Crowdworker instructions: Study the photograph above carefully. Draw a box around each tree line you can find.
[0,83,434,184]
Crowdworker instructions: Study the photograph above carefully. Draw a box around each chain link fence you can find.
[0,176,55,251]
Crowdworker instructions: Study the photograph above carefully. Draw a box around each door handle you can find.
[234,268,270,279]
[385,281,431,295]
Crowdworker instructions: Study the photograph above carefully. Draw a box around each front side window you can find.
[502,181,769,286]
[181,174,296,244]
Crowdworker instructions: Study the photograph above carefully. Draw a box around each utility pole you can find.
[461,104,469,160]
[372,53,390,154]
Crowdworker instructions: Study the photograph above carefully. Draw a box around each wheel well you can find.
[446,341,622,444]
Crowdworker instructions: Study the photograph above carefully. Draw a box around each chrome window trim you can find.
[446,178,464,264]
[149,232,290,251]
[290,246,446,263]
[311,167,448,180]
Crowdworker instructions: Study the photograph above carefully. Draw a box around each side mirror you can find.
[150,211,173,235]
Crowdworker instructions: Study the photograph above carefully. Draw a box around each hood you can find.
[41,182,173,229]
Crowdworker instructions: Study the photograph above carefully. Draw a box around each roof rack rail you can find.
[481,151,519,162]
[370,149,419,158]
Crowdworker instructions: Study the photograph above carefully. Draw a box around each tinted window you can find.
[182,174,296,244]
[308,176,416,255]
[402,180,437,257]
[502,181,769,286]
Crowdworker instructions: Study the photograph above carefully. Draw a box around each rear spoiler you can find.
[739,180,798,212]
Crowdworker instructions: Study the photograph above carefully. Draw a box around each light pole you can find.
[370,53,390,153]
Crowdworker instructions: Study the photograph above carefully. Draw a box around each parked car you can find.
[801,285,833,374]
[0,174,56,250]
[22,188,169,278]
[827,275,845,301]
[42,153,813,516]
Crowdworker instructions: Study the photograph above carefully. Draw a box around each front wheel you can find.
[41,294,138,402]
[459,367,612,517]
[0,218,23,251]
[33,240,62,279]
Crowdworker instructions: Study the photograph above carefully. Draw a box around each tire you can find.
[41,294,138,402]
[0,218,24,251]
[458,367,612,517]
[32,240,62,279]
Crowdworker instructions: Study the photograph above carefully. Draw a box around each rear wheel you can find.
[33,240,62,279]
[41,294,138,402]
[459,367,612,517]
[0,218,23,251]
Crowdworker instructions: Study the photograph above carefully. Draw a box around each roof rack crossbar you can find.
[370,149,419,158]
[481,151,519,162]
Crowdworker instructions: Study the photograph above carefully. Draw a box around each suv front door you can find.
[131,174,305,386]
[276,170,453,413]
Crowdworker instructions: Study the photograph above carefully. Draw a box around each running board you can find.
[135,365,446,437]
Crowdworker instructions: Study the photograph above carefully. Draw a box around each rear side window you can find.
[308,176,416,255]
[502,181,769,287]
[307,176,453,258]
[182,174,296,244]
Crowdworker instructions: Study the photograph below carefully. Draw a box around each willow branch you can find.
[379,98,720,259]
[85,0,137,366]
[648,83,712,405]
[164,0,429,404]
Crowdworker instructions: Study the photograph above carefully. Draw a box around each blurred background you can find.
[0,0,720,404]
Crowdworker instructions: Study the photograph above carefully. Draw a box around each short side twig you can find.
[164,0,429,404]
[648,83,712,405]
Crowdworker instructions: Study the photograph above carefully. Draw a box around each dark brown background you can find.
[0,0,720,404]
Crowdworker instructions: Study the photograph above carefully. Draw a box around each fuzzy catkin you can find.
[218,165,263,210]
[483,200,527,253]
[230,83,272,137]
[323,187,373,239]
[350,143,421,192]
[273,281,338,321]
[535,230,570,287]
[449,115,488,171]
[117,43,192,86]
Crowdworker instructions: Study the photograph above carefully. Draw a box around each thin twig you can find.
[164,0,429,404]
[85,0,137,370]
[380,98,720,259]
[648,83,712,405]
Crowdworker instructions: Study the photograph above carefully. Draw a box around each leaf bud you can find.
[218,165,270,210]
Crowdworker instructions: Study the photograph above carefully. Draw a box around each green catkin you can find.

★ ★ ★ ★ ★ ★ ★

STATED EXERCISE: Could you rescale the records above, beginning at the line that contains "Crowdworker instructions: Study the photograph below" and stopping after the line that contains "[117,43,192,86]"? Reproduce only those lines, requests included, with every box coordinate in the answers multiplied by 0.25 and rounded to a whole number, halves rounding up.

PROBLEM SOLUTION:
Crowdworker instructions: Study the photograph below carefully. Draw a box around each willow branch you can find.
[95,25,180,65]
[21,0,34,92]
[162,21,178,101]
[41,0,107,101]
Crowdworker instructions: Study the photograph above carefully. Draw a box around each blurred background you can find.
[0,0,180,101]
Crowdworker instructions: Study the photograph above carefully. Draw a box around each short side twig you can find.
[41,0,107,101]
[162,21,178,101]
Crowdworker instructions: Study the photograph above carefully. Draw a box around each dark brown background you can find.
[0,0,180,101]
Crowdworker instructions: Study the photograph above carefully. Draw a box around each fuzzy catkin you can find.
[55,41,66,53]
[121,50,132,63]
[58,21,68,34]
[81,47,93,60]
[88,36,105,48]
[68,70,85,80]
[134,58,143,72]
[112,29,122,43]
[29,11,48,22]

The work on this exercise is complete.